Required work :: According to the methodology text below, how many websites were in the training set that the Virtue Foundation volunteer team labeled manually?

Excerpted text ::
Approach & Methodology

World Compendium of Healthcare Facilities and Nonprofits Organizations is an outgrowth of the Virtue Foundation Actionable Data Initiative. Harnessing advancements in technology and machine learning, the Foundation has created a first-of-its-kind mapping-and-matching global health platform for local nonprofits and healthcare organizations.


This compendium represents the first product of this initiative, providing a curated view of demand-side data and enabling volunteer medical professionals, governments, and stakeholders to better identify where healthcare services are available and additional resources are needed. Each of the 72 chapters presents a brief country overview, a map depicting the locations of healthcare facilities, and a curated list of nonprofit organizations and healthcare facilities. Unique URLs associated with each listing link back to the web platform, providing access to further information about the organizations as well as the ability to interact with the data in a customizable manner.

Nonprofit Data Collection and Curation

Using specific keywords and medical specialty descriptors, a pipeline for querying and identifying nonprofit websites was created for targeted regions. Forty-three separate medical specialties, 7 generic terms, and 4 nonprofit keywords were applied to produce a total of 14,288 unique query combinations and executed on various search engines and social media platforms. This resulted in 2,734,535 candidate nonprofit web pages that were subsequently indexed using custom crawlers built with open-source Python libraries as a distributed Spark application, running on parallel workers on Amazon Web Services. This list was complemented with known public resources, such as the United Nations database for NGOs.


A Decision-Tree Script for Extracted Nonprofit Website Domains

A decision-tree script extracted the domains, deduplicated web pages, and created a recursive multilevel indexing tree, identifying 167,457 unique candidate nonprofit websites. Further data including contact information, donation links, and other metadata, were captured using regular expressions and pattern matching techniques. To minimize the likelihood of collected websites not representing an actual healthcare nonprofit organization and to minimize noise, machine learning methods were employed to filter the data.


Pipeline for Filtering Candidate Nonprofit Web Pages

A training set of 11,877 websites was thus manually labeled by the Virtue Foundation volunteer team. An auto-tuned word N-Gram text modeler, using token occurrences, and optimized for sensitivity over precision, achieved best performance on this training set. In addition to being able to predict whether or not a website represents a nonprofit, the classifier was also able to determine whether the organization’s activities were concentrated on healthcare. The inference process applied to the 167,457 candidate websites returned 11,119 organizations as healthcare nonprofits. Predicting whether a nonprofit was involved in healthcare proved challenging, as numerous healthcare-related websites belonging to educational organizations, publications and for-profit entities have a high likelihood of being incorrectly classified as providing healthcare. Therefore, all 11,119 organizations underwent further manual review to establish legitimacy, identify healthcare services provided, confirm countries of activity, and find additional relevant information. At completion, the total number of nonprofit organizations was narrowed down to 3,174. Due to space constraints, only 2,292 nonprofit organizations were ultimately included in the book, based on their quality and relevance. The companion online platform provides a more comprehensive and regularly updated dataset.

Input data ::
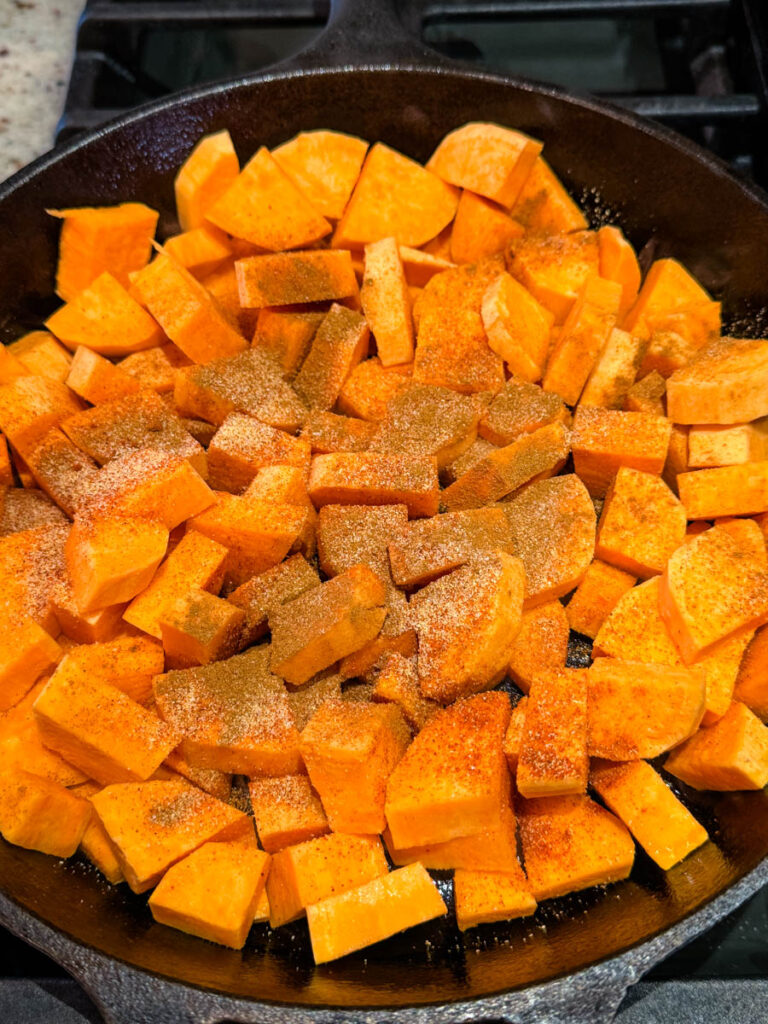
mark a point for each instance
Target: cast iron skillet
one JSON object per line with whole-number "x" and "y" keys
{"x": 574, "y": 960}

Answer to this exercise :: 11,877 websites.